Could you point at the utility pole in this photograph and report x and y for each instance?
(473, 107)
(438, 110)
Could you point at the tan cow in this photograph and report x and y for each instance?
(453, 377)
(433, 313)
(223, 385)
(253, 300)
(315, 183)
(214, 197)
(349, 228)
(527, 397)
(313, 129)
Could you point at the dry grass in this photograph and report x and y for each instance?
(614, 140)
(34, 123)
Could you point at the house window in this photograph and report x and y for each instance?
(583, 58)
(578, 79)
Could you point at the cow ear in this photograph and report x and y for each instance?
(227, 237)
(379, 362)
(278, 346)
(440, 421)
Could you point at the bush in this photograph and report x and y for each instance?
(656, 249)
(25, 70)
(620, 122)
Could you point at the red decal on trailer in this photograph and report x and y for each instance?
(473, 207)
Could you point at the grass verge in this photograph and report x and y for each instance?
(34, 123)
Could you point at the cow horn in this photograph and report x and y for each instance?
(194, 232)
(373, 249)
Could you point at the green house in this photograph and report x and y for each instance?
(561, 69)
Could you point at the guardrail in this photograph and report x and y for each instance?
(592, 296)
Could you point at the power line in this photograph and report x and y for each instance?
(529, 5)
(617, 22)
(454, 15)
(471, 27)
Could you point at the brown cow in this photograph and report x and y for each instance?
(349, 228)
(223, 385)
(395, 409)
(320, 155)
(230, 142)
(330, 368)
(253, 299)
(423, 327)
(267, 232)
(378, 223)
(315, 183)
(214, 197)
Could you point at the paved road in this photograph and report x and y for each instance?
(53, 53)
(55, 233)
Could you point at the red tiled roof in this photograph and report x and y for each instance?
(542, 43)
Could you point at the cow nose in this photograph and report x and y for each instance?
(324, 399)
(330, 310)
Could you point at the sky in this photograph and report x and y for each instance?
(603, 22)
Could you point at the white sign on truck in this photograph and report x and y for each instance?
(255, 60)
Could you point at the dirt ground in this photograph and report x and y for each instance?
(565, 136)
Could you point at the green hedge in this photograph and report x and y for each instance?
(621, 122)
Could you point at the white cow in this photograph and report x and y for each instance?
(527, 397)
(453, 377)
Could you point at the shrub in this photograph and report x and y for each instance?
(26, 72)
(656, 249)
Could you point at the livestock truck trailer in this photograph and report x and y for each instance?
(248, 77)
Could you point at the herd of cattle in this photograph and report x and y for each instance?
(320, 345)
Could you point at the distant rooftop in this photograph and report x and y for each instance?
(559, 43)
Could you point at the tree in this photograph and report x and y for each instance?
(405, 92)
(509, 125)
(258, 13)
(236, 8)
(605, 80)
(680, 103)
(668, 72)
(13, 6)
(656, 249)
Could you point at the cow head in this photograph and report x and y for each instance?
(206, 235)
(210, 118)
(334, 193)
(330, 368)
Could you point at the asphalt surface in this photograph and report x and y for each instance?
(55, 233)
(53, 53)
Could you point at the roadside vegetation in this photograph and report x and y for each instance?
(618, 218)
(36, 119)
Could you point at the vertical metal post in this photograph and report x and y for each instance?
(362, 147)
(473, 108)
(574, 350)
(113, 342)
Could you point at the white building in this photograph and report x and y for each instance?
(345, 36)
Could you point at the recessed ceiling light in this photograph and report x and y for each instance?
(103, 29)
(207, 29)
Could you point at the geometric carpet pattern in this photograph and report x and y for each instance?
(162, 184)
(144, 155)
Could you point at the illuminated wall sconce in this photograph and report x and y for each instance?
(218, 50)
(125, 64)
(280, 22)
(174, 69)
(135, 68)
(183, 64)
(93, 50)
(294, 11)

**Written task**
All of the data needs to be reproduced exactly, with no line missing.

**Output for this exercise**
Could you point at the utility pole in this photograph and report x and y for each instance?
(473, 107)
(438, 110)
Could you point at the tan cow in this photograph and report x and y for each instance?
(453, 377)
(433, 313)
(223, 385)
(253, 300)
(315, 183)
(214, 197)
(349, 228)
(527, 397)
(313, 129)
Could you point at the dry grass in this photograph and report x and y for each instance?
(614, 140)
(34, 123)
Could you point at the house window in this photograph and report x and y for each instance?
(583, 58)
(578, 79)
Could you point at the cow ear in this photograph and report x and y for each instance?
(227, 237)
(379, 362)
(278, 346)
(440, 421)
Could you point at the bush in this photograph and report x and y for each instance?
(656, 249)
(25, 70)
(620, 122)
Could you point at the red decal on trailer in this photograph and report x and y for each instance?
(473, 207)
Could you point at the grass verge in this photograph and report x and y for each instance?
(34, 123)
Could you point at the cow horn in this photograph and report x and y for each instance?
(194, 232)
(373, 249)
Could you point at the green house in this photograph and report x and y for each instance?
(561, 69)
Could you point at the guardrail in this photograph and report x and y for each instance?
(592, 296)
Could you point at the power line in this photograph and report x and y for each instance?
(529, 5)
(617, 22)
(454, 15)
(471, 27)
Could you point at the brown cow in this photograph and report x and y for each instance?
(349, 228)
(223, 385)
(395, 409)
(320, 155)
(230, 142)
(330, 368)
(253, 299)
(423, 327)
(267, 232)
(378, 223)
(315, 183)
(214, 197)
Could you point at the paved road in this photograph and report x and y for each instance?
(53, 53)
(55, 233)
Could you point at the red tiled roof in this photograph and report x and y for each instance?
(542, 43)
Could you point at the cow nose in this photograph and report x and y for each instance?
(324, 399)
(330, 310)
Could you point at the sky in this photograph and report x and y for each instance?
(603, 22)
Could you point at the white sign on truck in this photograph and report x and y for each instance?
(255, 60)
Could you point at the dirt ground in this photograph and report x and y for each instance?
(565, 136)
Could you point at the green hedge in this photograph and report x and y for each instance?
(621, 122)
Could you point at the white cow in this photograph and report x and y for each instance?
(527, 397)
(453, 377)
Could you point at the shrub in this photograph and report x and y for each instance?
(26, 72)
(656, 249)
Could you point at the livestock truck trailer in this photograph and report x and y for each instance?
(248, 77)
Could you point at the herd of cattle in this photograph and report x and y for each instance?
(320, 345)
Could you point at the distant rooftop in this photograph and report x and y for each instance?
(559, 43)
Could you point at the tree in this photograph and report x and y for each instance?
(405, 92)
(509, 125)
(258, 13)
(236, 8)
(605, 80)
(680, 103)
(668, 72)
(13, 6)
(656, 249)
Could you point at the cow head in this photograph and report x and y for each instance?
(206, 235)
(210, 118)
(334, 193)
(330, 368)
Could you point at the asphalt surface in this photograph and report x and y for each instance?
(55, 233)
(53, 53)
Could you point at the roadside vegetation in this photograph and report x and y for each instance?
(618, 218)
(36, 119)
Could you point at the vertical metal post in this photograph and report x and y for each instance?
(362, 147)
(473, 108)
(574, 350)
(113, 342)
Could you point at the white building in this photograph and report x and y for each instance?
(345, 36)
Could you point at the recessed ceiling light in this photograph and report x and y for each instance?
(103, 29)
(207, 29)
Could you point at the geometric carpet pattern in this photograph and report x and y for each instance?
(162, 184)
(144, 155)
Could you point at the illuminated wall sconce in this photograph and report x and y for each instance?
(218, 50)
(125, 64)
(280, 22)
(174, 69)
(135, 68)
(183, 64)
(93, 50)
(294, 11)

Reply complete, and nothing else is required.